• PROBLEM DESCRIPTION:
Set out every line of the records below as a Markdown table with two columns, Number and Line, giving each row its number and skipping blank lines. Leave the pictures out of the table.

[Start]

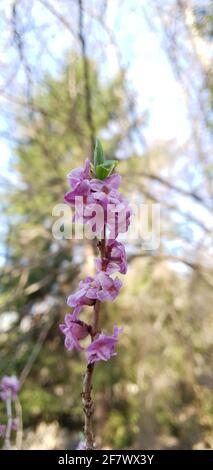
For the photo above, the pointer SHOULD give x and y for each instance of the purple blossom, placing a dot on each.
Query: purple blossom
(74, 330)
(2, 430)
(109, 288)
(103, 347)
(9, 386)
(114, 259)
(81, 445)
(107, 190)
(14, 424)
(101, 287)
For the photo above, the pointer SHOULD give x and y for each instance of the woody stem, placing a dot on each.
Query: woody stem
(88, 404)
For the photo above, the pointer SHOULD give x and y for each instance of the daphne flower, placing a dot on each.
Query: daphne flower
(2, 430)
(114, 259)
(109, 287)
(9, 386)
(82, 189)
(74, 330)
(103, 347)
(106, 190)
(14, 424)
(81, 445)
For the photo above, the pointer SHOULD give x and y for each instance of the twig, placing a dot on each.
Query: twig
(19, 434)
(87, 400)
(7, 443)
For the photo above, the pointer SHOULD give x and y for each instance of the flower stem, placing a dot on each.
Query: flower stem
(88, 404)
(7, 443)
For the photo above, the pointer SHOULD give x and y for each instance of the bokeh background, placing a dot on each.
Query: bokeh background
(137, 74)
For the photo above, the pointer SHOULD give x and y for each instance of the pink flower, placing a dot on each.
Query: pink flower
(103, 347)
(101, 287)
(81, 446)
(9, 386)
(74, 330)
(109, 287)
(106, 190)
(81, 189)
(114, 259)
(14, 424)
(2, 430)
(77, 175)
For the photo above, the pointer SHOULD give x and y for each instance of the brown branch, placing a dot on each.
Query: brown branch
(88, 404)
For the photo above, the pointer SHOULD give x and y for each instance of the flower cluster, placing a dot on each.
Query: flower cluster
(89, 195)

[End]

• SOLUTION TO THE EXERCISE:
| Number | Line |
|---|---|
| 1 | For the photo above, the pointer SHOULD give x and y for each instance of the purple blossom, placing a dot on each. |
| 2 | Query: purple blossom |
| 3 | (74, 330) |
| 4 | (2, 430) |
| 5 | (109, 288) |
| 6 | (103, 347) |
| 7 | (9, 386) |
| 8 | (114, 259) |
| 9 | (81, 445) |
| 10 | (107, 190) |
| 11 | (14, 424) |
| 12 | (101, 287) |
| 13 | For the photo above, the pointer SHOULD give x and y for each instance of the woody stem, placing a dot on each. |
| 14 | Query: woody stem |
| 15 | (88, 404) |
| 16 | For the photo above, the pointer SHOULD give x and y for each instance of the daphne flower, placing a dot on each. |
| 17 | Query: daphne flower |
| 18 | (2, 430) |
| 19 | (114, 259) |
| 20 | (109, 287) |
| 21 | (9, 386) |
| 22 | (82, 189) |
| 23 | (74, 330) |
| 24 | (103, 347) |
| 25 | (106, 190) |
| 26 | (14, 424) |
| 27 | (81, 445) |
| 28 | For the photo above, the pointer SHOULD give x and y for each instance of the twig, placing a dot on each. |
| 29 | Query: twig |
| 30 | (19, 434) |
| 31 | (87, 400) |
| 32 | (7, 443) |
| 33 | For the photo above, the pointer SHOULD give x and y for each instance of the flower stem, placing a dot on each. |
| 34 | Query: flower stem |
| 35 | (88, 404) |
| 36 | (7, 443) |
| 37 | For the photo above, the pointer SHOULD give x and y for each instance of the bokeh background, placing a dot on each. |
| 38 | Query: bokeh background |
| 39 | (137, 74) |
| 40 | For the photo above, the pointer SHOULD give x and y for each instance of the pink flower, placing a dot on each. |
| 41 | Query: pink flower |
| 42 | (103, 347) |
| 43 | (101, 287) |
| 44 | (81, 446) |
| 45 | (9, 386) |
| 46 | (74, 330) |
| 47 | (109, 287) |
| 48 | (106, 190) |
| 49 | (81, 189) |
| 50 | (114, 259) |
| 51 | (14, 424) |
| 52 | (2, 430) |
| 53 | (77, 175) |
| 54 | For the photo above, the pointer SHOULD give x and y for each instance of the brown branch, placing a dot on each. |
| 55 | Query: brown branch |
| 56 | (88, 404) |
| 57 | For the photo above, the pointer SHOULD give x and y for each instance of the flower cluster, placing a dot on each. |
| 58 | Query: flower cluster |
| 59 | (89, 195) |